Records from a data collection:
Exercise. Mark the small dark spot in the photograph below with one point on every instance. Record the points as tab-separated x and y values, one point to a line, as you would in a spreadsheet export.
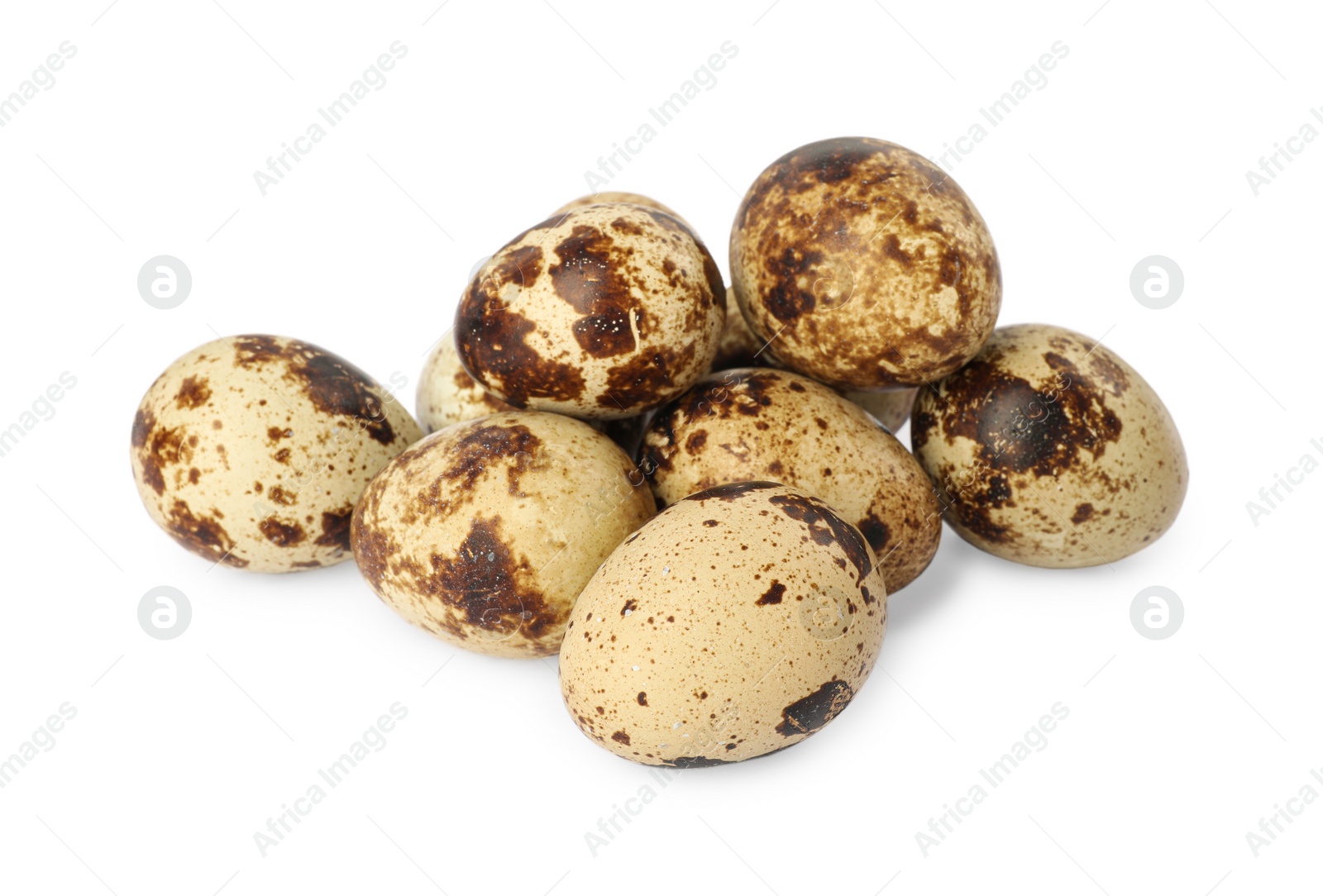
773	595
282	534
814	711
192	393
335	529
732	490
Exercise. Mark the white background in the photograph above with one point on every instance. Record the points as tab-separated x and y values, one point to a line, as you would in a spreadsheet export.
182	750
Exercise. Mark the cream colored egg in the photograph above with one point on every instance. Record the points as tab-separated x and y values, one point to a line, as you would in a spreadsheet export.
604	312
736	622
251	450
447	394
1052	450
754	423
614	196
868	266
738	346
891	407
486	531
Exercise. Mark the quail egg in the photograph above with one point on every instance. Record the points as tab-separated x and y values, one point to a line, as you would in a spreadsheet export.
736	622
486	531
1049	450
774	425
868	266
604	312
251	450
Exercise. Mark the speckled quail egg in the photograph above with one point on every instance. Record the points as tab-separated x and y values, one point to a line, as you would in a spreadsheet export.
449	395
736	622
251	450
1052	450
606	311
486	531
738	346
614	196
867	266
891	407
774	425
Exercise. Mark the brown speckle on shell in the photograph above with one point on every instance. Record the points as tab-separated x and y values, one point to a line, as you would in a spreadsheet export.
1049	450
753	423
302	427
604	312
864	266
743	637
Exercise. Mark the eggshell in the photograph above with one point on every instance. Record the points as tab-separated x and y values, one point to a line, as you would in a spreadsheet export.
738	346
774	425
449	395
864	265
604	312
891	408
736	622
486	531
251	450
614	196
1049	450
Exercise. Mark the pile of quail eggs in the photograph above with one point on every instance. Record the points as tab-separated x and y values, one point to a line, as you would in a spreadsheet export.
690	492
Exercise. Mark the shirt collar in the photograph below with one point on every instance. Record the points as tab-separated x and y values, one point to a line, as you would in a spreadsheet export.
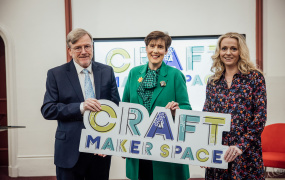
79	69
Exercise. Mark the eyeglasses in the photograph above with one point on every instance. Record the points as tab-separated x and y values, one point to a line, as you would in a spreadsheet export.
79	48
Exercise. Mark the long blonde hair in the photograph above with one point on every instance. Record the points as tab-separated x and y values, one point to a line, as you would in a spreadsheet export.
244	63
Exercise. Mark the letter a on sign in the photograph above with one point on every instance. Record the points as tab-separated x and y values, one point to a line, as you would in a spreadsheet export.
161	126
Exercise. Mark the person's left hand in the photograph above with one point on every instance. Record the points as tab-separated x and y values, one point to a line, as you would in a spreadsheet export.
232	153
172	106
102	155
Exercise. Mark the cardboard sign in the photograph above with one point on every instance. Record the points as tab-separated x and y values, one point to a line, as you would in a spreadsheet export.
128	130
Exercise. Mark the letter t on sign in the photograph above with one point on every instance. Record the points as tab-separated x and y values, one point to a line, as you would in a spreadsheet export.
214	122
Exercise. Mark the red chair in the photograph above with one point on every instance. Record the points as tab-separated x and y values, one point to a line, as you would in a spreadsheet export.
273	145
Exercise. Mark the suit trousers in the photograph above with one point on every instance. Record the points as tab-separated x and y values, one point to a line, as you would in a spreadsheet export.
88	167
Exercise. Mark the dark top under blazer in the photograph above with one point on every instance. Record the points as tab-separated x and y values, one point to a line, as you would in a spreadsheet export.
62	103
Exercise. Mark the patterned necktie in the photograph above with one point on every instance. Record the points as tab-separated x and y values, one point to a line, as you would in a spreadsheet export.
89	93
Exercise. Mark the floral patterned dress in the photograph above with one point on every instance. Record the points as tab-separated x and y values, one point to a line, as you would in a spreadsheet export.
245	100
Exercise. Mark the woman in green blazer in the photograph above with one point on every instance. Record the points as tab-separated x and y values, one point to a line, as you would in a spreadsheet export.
151	85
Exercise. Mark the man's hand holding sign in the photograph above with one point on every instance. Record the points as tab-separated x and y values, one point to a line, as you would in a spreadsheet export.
128	131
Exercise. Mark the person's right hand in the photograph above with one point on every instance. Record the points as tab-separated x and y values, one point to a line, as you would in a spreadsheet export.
92	105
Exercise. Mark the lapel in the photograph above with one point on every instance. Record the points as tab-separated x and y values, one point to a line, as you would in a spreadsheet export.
73	78
162	77
141	74
97	78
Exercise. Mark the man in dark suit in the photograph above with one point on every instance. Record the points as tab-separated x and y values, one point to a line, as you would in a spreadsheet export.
67	97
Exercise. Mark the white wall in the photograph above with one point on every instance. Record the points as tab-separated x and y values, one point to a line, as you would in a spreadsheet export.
274	63
37	31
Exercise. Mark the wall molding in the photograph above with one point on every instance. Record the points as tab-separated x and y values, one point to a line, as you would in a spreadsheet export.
68	23
11	87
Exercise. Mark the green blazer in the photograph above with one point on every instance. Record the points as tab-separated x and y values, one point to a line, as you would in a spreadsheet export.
175	90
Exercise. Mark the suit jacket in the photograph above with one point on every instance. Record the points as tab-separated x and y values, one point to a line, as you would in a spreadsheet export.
62	103
175	90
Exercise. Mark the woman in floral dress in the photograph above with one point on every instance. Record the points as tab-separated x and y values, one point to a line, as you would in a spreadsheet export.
238	88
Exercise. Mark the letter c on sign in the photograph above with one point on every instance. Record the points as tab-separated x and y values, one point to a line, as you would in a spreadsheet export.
114	52
109	126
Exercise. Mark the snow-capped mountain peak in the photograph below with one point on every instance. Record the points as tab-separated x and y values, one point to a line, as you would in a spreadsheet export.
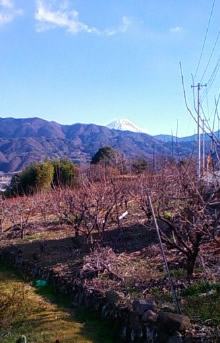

WHAT THE TASK REQUIRES:
Extract every line of the material above that contains the string "letter". Match case exactly.

FULL OUTPUT:
Exercise. Mark the letter a on sign in the photograph above with one point on every instance. Record the points as tab-separated x and y values, one point to a line, as you would in a spreadsheet export.
Exercise. Mark the letter t on sign in the photograph above with one point on every instance. Record the points as tab-separated x and y values, one point to a line, as you would in a spreadsheet export.
Exercise. Mark the letter c on sign in the photograph above with one point on every instance. Record the points as tab-separated x and y values, one point to a line, as you would in a spreadsheet export.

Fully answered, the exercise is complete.